• _RECORDS SHOWN_:
■ ■ ■ ■ ■ ■ ■

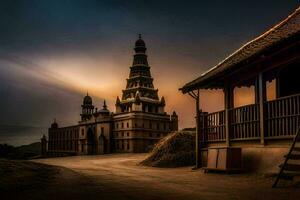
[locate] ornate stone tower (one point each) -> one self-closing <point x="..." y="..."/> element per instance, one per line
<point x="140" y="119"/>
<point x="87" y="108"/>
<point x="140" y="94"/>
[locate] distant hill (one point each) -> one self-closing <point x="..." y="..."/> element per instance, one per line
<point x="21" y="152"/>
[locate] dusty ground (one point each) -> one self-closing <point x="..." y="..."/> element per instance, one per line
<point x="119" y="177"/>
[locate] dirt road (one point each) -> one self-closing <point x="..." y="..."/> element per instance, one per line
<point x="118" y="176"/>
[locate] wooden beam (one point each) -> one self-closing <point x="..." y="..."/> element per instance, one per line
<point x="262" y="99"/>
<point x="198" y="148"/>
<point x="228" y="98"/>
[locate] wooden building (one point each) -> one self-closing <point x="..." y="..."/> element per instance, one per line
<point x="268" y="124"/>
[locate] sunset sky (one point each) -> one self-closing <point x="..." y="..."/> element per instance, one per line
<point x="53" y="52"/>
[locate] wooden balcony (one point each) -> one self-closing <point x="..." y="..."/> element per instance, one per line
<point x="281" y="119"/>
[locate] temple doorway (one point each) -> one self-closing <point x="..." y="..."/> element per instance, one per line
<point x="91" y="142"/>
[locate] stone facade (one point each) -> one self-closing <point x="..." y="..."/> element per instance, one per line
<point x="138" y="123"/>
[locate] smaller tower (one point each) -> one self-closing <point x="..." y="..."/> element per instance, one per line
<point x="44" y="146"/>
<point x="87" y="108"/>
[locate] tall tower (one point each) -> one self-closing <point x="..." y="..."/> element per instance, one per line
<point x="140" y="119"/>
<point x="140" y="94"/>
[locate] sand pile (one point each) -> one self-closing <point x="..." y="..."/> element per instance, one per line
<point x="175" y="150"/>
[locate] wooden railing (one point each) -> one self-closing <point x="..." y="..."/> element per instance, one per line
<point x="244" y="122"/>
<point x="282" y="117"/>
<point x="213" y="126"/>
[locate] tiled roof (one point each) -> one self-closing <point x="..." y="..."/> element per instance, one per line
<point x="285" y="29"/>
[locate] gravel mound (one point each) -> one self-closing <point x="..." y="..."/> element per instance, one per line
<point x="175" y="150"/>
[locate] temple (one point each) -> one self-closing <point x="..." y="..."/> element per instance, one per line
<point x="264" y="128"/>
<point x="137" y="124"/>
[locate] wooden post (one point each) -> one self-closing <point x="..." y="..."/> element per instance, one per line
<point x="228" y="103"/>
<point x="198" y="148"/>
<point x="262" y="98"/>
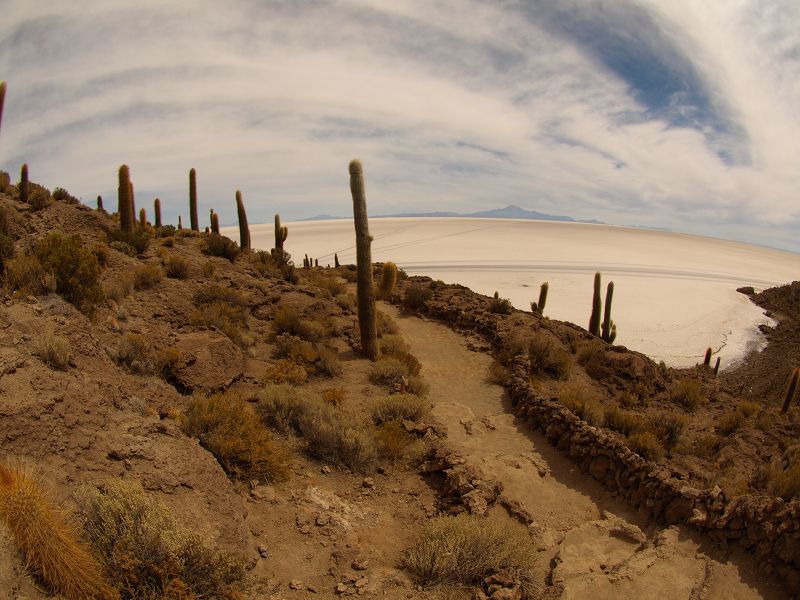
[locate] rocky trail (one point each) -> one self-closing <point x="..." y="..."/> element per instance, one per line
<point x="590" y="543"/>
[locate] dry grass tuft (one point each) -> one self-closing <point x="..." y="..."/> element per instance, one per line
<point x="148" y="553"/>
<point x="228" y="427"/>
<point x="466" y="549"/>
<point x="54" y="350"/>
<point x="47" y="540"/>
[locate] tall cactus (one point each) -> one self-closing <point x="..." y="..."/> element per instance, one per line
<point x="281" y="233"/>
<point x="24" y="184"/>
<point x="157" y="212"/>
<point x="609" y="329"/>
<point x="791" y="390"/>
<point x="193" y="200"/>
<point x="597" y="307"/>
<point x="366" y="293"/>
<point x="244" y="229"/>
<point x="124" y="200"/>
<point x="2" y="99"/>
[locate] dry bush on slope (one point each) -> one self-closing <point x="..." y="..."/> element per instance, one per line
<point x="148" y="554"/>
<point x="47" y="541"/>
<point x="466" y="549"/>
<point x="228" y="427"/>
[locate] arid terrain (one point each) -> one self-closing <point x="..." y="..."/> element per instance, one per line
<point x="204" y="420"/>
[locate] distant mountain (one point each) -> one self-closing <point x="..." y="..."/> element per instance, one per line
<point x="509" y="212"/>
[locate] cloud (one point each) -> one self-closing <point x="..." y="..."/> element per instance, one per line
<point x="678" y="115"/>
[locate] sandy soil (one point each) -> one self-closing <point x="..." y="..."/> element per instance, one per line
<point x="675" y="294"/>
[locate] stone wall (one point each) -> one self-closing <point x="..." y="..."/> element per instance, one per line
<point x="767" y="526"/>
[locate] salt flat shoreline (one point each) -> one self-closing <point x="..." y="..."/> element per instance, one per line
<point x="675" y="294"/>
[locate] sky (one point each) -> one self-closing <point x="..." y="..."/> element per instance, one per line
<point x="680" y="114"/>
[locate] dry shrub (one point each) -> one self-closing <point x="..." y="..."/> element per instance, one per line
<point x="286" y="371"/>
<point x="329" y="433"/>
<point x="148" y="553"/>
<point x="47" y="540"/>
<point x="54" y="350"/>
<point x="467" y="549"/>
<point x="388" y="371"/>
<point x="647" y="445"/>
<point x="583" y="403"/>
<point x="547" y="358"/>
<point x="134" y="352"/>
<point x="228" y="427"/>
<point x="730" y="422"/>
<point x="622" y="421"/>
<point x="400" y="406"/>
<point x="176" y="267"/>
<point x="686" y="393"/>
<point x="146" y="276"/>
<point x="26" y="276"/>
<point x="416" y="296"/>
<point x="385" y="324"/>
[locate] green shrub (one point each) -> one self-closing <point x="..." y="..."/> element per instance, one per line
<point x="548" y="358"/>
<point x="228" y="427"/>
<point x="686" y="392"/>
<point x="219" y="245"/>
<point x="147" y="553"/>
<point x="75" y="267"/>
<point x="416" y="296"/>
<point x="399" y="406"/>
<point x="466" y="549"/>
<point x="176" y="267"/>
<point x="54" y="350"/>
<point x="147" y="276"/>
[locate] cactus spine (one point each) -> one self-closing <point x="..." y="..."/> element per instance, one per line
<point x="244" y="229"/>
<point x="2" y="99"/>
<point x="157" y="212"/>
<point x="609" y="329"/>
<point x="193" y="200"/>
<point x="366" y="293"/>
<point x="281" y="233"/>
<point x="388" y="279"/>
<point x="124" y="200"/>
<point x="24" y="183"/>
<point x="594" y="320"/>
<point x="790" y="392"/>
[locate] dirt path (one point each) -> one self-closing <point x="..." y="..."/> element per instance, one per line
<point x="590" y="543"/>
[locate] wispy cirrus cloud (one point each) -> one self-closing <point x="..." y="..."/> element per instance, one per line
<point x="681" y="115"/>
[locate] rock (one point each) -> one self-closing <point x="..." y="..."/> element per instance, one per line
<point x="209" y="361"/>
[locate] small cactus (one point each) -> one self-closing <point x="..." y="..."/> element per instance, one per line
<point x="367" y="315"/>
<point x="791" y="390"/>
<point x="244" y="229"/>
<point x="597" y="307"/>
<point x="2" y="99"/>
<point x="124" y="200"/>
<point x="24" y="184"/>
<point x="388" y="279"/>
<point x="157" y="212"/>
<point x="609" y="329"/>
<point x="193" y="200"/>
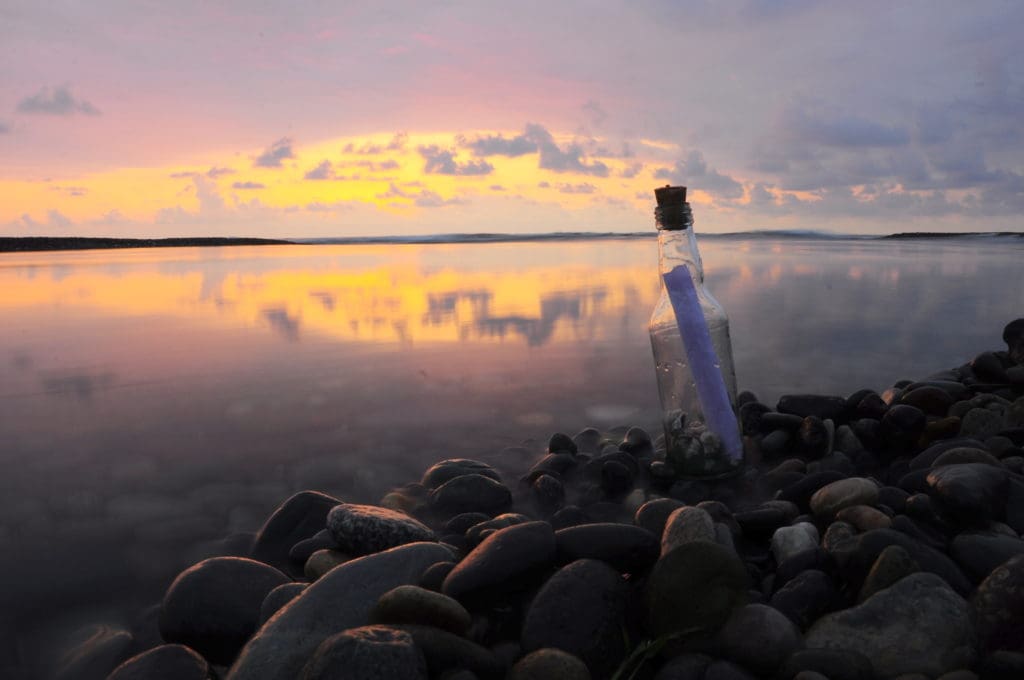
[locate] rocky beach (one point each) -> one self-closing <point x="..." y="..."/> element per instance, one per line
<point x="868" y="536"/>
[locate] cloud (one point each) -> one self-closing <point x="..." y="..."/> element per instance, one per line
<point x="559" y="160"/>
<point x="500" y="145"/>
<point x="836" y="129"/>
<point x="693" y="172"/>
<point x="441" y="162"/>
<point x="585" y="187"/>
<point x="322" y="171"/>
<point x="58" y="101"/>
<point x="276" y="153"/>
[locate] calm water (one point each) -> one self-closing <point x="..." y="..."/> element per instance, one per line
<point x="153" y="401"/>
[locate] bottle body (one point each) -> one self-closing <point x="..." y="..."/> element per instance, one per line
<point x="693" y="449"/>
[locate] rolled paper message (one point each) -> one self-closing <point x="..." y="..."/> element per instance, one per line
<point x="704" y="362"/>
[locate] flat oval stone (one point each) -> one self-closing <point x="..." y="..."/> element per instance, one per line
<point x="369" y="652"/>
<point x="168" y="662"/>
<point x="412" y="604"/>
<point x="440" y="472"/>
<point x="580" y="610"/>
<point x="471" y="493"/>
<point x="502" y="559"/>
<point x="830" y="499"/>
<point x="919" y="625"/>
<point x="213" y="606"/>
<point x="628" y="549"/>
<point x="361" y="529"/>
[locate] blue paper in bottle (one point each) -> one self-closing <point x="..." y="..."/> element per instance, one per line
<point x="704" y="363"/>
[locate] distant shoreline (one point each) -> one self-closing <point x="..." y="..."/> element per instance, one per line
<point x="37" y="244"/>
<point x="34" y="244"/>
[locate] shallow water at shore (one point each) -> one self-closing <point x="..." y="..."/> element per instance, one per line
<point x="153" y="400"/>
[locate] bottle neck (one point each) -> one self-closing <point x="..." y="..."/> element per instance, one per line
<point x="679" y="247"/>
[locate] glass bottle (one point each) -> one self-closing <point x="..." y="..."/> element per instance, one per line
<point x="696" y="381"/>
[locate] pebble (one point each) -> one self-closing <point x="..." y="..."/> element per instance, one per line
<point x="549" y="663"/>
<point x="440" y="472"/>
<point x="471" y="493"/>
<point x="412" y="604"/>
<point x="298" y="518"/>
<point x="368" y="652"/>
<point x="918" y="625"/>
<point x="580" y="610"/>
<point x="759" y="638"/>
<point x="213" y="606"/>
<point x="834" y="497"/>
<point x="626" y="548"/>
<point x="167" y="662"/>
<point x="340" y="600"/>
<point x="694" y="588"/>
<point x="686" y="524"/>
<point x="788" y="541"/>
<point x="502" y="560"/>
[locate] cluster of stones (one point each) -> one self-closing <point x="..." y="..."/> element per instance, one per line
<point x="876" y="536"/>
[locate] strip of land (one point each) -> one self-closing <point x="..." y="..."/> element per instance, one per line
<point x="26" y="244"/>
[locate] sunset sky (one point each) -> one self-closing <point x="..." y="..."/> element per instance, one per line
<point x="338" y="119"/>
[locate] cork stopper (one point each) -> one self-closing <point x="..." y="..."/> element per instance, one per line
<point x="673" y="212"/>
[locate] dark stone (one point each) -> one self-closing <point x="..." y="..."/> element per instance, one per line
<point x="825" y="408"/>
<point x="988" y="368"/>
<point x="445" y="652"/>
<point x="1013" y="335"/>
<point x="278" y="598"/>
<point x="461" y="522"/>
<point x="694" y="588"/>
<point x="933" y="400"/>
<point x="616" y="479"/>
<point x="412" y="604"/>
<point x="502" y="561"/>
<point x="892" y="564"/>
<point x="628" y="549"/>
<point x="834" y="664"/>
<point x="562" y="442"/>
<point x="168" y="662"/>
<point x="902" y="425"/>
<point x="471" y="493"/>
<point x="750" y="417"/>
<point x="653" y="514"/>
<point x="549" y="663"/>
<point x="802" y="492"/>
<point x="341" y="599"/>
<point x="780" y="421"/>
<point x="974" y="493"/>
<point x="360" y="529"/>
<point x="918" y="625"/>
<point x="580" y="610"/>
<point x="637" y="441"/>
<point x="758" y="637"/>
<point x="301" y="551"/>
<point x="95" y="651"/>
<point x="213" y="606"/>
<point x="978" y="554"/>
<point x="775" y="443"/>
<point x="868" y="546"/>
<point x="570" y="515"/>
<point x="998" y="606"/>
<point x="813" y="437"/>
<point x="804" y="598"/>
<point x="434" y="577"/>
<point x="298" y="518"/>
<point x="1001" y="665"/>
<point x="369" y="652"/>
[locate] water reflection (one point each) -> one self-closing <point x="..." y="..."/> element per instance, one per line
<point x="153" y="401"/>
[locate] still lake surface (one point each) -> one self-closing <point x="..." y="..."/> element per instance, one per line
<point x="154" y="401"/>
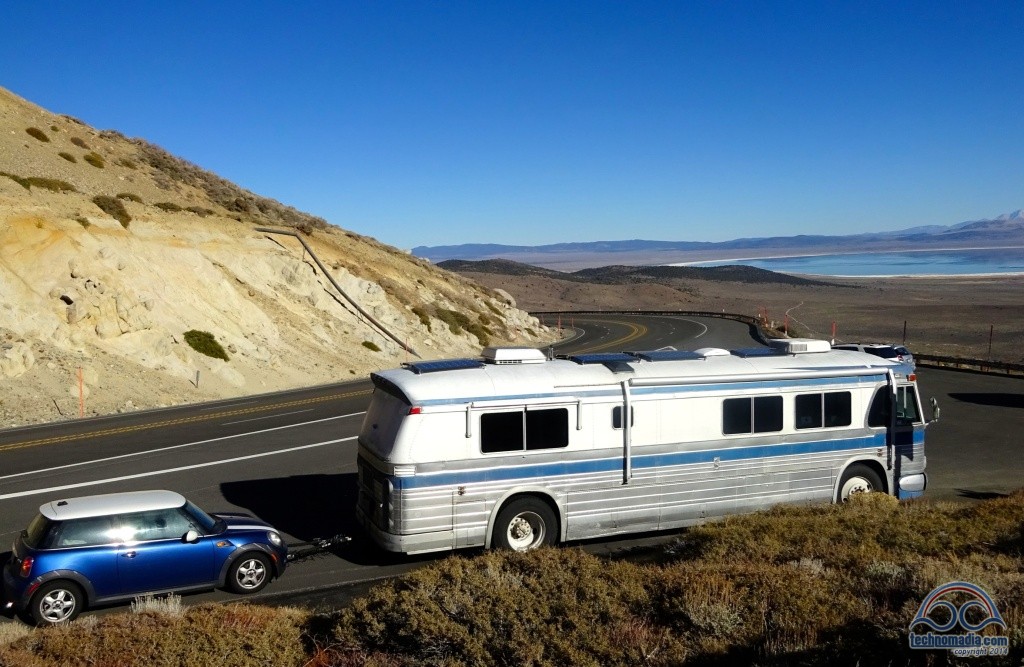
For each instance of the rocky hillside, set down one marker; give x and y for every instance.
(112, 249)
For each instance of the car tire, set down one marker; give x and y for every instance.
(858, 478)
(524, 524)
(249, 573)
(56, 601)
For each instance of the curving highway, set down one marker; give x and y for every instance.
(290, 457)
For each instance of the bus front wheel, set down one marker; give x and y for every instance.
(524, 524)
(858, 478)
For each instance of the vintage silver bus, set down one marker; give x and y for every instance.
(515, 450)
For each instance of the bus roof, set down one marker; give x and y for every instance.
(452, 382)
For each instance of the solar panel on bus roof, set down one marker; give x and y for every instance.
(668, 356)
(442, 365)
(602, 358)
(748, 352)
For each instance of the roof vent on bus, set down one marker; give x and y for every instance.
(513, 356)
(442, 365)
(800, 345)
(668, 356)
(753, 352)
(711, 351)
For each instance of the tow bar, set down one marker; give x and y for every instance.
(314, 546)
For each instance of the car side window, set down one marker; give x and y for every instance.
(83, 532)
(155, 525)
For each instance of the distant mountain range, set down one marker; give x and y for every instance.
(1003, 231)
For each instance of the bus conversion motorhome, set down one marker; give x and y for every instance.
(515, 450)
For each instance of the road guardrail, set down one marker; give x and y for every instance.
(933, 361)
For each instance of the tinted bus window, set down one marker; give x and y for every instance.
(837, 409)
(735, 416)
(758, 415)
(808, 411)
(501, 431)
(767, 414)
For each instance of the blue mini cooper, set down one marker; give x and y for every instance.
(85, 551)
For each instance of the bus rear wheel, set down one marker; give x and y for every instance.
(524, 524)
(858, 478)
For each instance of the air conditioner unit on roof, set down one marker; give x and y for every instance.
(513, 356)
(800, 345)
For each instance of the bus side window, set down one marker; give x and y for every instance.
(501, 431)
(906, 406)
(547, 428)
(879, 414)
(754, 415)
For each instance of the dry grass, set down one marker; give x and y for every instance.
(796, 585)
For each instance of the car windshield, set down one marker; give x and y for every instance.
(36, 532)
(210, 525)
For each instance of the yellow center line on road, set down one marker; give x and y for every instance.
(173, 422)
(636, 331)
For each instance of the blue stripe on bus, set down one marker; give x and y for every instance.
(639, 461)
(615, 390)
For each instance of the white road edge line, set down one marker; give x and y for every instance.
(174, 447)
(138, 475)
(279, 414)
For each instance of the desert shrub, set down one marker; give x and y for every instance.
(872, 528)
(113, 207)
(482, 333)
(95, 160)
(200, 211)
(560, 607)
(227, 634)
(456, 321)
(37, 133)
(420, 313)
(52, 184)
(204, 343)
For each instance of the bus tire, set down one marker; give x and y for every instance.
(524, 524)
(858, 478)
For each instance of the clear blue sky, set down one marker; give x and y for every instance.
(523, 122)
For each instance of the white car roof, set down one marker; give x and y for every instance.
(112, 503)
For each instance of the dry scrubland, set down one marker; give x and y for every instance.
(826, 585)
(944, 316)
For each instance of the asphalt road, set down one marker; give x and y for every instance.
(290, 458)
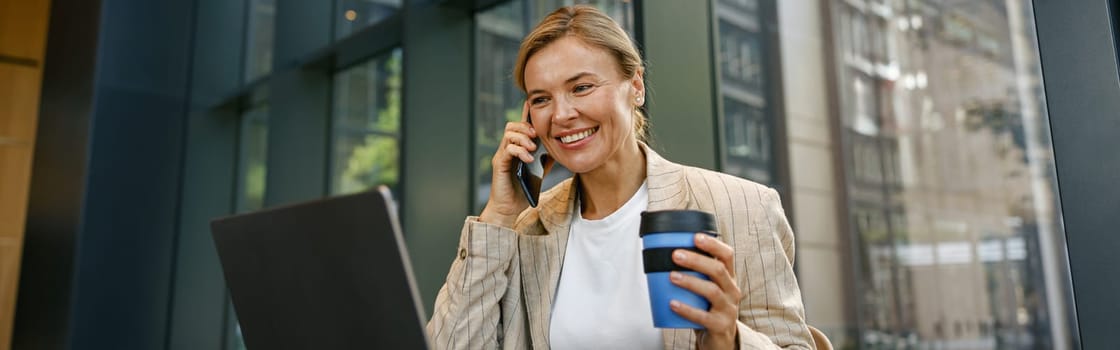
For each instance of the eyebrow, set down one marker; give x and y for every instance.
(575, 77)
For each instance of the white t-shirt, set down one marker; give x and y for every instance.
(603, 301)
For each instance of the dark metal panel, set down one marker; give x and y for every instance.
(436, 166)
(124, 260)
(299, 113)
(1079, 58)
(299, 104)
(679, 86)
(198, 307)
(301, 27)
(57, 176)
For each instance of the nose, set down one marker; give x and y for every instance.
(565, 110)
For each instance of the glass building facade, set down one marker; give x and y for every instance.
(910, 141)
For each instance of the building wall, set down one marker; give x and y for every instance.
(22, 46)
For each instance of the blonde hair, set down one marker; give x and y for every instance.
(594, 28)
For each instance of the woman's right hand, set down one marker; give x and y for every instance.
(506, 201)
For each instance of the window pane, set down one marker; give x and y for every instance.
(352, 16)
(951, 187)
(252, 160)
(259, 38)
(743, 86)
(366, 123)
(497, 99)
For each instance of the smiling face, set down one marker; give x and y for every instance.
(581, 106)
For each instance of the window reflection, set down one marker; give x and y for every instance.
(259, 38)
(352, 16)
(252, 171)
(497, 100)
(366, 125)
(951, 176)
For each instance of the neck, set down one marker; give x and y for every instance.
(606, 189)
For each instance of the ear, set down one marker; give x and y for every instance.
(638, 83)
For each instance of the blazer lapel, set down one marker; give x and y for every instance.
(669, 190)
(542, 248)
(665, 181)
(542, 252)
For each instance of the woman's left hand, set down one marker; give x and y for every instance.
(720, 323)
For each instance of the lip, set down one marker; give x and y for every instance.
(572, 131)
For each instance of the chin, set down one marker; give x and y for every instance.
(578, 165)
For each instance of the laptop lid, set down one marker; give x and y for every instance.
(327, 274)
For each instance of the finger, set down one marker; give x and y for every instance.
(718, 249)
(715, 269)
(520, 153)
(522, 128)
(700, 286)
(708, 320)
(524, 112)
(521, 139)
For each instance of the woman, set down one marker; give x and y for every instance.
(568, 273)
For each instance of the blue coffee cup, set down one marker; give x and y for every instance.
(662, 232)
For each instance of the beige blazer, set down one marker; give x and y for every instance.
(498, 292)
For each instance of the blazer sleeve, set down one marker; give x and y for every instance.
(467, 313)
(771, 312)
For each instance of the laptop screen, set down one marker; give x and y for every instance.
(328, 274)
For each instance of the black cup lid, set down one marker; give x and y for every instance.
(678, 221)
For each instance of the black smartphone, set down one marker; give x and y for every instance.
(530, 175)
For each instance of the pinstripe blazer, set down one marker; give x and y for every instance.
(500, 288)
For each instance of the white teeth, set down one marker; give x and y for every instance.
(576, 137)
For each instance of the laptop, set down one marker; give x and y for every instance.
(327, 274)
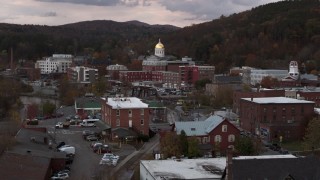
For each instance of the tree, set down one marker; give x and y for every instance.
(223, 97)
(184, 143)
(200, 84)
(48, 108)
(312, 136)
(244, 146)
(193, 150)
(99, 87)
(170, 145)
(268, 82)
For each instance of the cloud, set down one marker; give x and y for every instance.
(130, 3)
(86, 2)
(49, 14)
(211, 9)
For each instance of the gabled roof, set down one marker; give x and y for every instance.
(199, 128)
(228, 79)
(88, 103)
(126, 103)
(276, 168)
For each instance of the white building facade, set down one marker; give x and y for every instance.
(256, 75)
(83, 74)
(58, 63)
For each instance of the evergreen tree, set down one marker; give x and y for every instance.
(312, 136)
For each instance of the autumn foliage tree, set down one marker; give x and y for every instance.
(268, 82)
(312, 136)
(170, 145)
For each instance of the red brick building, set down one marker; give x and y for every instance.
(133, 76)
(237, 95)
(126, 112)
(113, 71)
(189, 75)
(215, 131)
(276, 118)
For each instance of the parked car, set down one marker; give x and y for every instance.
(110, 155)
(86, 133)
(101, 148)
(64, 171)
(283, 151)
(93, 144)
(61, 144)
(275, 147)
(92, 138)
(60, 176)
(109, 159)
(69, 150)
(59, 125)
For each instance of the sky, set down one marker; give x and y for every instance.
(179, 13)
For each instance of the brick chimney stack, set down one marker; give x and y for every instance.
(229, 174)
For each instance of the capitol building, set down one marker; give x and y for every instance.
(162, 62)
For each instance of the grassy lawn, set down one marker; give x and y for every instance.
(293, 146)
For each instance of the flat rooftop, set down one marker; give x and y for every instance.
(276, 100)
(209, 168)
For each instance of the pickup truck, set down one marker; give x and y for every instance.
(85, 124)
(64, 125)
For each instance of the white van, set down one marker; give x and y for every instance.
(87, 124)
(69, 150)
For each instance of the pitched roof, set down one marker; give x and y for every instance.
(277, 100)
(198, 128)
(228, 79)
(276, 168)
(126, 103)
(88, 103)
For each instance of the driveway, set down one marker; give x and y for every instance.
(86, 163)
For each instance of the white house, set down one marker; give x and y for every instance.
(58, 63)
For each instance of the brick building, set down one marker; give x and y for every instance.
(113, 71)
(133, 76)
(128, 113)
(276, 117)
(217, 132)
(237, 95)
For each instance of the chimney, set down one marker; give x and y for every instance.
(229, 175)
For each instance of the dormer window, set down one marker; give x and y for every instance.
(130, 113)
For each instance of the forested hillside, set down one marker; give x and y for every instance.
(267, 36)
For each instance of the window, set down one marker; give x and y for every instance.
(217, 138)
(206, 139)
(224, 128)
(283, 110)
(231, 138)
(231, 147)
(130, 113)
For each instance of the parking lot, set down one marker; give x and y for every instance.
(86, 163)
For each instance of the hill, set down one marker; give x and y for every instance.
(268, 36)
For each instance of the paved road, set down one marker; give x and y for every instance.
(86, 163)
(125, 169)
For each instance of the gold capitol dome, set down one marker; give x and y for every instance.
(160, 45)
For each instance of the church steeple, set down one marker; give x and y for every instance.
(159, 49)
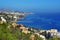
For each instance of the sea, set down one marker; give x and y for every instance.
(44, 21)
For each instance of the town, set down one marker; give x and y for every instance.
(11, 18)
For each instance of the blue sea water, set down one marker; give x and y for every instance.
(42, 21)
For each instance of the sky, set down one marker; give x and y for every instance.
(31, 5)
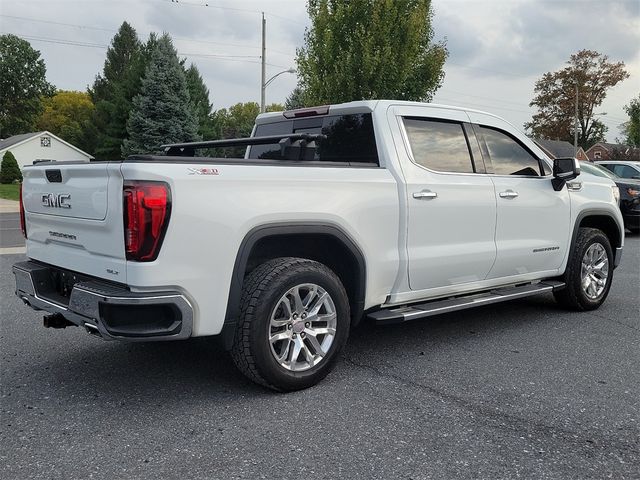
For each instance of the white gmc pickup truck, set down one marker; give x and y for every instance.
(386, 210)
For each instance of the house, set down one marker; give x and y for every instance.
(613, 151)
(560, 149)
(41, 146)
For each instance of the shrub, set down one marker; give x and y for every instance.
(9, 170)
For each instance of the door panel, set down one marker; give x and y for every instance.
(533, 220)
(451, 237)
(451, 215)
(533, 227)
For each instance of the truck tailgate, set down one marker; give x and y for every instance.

■ ■ ■ ■ ■ ■ ■

• _ABOUT THIS TASK_: Output exactly the lines from the line with "For each instance of the church" to the last line of the records, including both, and leave every picture out.

• _EXPECTED ANSWER_:
For each instance of the church steeple, set down one marker; give x and y for every instance.
(159, 49)
For each instance of the sea, set down one marker; give x and y for every instance.
(44, 21)
For each instance of the town, set down one marker; give x and y for every instance.
(11, 18)
For each instance of the blue sea water, set down one marker; give x and y for every instance.
(42, 21)
For each instance of the sky, set down one marker; give x and y for every instance.
(31, 5)
For each instance of the white gmc pickup truck, set down one marker; give x and y for every instance.
(386, 210)
For each instance of the house, set down one marker; give x and y for every instance.
(613, 151)
(560, 149)
(41, 146)
For each instance of the shrub, set down one marker; give x and y for every instance.
(9, 170)
For each instance of the door panel, set down one marker; give x and y for every instance.
(533, 220)
(451, 237)
(451, 215)
(533, 227)
For each instance of the truck tailgate, set down one marker; give x and y for every instance.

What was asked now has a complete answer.